• _WORK REQUEST_: Whenever a line in the entries below contains the string "tree", copy that line.

• _EXERCISE INPUTS_:

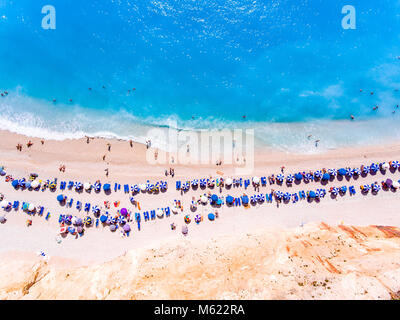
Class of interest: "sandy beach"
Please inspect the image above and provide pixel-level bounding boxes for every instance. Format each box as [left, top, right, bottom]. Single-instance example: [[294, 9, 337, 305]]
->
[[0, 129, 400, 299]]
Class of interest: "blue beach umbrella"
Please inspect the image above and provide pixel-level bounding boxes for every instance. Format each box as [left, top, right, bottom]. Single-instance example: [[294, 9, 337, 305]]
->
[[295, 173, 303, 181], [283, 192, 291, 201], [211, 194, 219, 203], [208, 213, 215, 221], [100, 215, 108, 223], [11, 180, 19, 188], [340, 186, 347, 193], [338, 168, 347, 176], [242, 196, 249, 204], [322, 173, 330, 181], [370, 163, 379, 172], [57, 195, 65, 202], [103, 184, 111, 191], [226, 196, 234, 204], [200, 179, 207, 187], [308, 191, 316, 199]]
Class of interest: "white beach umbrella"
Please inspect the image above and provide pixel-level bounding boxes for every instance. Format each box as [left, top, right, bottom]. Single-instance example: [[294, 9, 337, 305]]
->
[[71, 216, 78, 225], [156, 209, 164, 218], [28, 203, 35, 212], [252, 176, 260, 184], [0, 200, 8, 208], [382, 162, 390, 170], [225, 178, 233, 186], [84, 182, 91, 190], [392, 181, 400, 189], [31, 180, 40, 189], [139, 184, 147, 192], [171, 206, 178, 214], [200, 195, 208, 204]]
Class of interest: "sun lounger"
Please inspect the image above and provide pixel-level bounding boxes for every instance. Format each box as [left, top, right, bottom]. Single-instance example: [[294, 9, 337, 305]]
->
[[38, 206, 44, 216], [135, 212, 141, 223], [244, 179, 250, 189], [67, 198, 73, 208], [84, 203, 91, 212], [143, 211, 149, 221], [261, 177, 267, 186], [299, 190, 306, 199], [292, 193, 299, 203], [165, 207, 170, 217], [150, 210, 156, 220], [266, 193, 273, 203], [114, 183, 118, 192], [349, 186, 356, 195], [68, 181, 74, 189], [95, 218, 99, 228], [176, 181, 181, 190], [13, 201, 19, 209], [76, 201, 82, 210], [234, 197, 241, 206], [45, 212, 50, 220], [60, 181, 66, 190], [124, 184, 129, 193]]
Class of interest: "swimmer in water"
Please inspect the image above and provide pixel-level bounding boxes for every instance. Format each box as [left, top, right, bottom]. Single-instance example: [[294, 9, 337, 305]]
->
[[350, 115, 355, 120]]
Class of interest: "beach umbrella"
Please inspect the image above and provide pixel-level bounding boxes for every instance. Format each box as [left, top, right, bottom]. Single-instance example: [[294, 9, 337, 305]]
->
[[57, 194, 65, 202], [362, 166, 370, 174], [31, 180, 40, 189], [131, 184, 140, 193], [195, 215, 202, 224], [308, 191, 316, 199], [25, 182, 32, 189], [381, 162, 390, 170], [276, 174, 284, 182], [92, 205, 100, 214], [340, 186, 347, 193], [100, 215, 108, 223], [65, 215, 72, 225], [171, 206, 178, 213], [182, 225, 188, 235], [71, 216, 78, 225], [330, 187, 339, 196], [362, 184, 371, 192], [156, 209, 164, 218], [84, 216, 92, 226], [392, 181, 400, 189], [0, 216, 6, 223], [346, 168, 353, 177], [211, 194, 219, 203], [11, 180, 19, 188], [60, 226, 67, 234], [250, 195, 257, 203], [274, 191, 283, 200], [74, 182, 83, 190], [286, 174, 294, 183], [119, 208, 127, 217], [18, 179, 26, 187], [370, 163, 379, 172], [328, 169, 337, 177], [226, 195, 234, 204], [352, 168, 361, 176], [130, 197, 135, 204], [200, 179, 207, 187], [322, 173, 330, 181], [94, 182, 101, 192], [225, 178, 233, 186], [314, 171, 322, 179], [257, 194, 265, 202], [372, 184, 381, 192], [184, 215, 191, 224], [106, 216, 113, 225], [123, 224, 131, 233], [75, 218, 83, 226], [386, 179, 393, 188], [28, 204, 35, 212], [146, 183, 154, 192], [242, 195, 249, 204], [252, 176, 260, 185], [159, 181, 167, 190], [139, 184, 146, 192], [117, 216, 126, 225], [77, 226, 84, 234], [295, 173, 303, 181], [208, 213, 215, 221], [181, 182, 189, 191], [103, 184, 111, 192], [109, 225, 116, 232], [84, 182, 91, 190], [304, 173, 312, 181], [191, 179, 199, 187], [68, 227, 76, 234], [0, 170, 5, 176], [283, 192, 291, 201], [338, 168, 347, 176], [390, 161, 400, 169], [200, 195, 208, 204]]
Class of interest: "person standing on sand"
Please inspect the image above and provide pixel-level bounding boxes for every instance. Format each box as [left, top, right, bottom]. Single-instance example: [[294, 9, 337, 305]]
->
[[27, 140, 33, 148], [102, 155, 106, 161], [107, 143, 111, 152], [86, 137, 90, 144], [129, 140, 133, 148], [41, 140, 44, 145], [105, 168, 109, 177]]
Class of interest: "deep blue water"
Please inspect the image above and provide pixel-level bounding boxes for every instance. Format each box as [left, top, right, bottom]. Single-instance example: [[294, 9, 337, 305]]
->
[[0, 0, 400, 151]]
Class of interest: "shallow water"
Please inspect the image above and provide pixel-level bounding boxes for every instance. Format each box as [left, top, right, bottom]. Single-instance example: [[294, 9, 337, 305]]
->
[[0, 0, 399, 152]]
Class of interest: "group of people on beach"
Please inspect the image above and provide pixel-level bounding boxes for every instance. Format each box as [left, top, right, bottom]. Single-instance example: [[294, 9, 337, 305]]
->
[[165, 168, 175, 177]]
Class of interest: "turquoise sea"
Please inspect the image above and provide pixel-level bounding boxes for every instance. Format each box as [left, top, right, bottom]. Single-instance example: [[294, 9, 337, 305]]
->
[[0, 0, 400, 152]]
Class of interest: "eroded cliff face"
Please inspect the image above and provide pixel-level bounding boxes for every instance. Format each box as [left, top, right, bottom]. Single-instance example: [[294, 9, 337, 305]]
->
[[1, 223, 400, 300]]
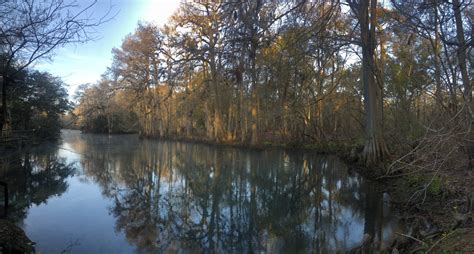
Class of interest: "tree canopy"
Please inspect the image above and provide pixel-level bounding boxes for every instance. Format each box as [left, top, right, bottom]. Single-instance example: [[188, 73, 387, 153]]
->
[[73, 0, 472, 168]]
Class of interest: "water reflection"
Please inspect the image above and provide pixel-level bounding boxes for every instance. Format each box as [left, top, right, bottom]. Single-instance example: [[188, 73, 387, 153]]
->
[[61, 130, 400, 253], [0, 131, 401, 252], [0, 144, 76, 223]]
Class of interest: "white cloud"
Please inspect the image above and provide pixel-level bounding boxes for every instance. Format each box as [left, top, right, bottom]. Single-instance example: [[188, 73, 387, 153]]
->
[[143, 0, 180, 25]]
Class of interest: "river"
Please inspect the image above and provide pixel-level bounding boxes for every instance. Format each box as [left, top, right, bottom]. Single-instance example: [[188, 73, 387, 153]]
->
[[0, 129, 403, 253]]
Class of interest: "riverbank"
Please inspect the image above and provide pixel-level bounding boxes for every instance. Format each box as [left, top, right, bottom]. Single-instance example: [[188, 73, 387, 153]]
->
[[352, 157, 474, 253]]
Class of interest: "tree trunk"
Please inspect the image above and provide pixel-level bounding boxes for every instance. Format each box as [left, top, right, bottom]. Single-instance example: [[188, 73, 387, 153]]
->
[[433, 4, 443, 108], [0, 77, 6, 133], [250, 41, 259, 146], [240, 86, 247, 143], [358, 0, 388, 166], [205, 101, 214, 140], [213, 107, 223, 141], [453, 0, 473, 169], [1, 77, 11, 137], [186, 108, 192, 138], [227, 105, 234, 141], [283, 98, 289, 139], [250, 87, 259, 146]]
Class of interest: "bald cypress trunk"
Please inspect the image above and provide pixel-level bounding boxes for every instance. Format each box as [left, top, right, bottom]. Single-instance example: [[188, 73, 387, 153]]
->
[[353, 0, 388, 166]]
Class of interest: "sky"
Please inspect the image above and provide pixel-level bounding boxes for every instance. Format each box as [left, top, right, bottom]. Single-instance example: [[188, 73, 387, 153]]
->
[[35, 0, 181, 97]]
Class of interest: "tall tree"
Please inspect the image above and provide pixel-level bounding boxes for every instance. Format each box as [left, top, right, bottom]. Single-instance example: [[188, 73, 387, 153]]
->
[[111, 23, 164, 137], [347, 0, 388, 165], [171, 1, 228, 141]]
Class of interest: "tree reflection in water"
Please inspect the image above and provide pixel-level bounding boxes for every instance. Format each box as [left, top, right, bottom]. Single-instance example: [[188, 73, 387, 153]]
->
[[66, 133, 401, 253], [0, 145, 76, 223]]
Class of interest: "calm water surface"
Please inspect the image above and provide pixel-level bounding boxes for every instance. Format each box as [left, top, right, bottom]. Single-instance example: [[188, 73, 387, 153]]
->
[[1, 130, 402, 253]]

• _TASK OUTPUT_:
Class of interest: "tree canopy"
Class of interest: "tree trunk"
Class of interest: "tall tree"
Class of interest: "tree reflection in water"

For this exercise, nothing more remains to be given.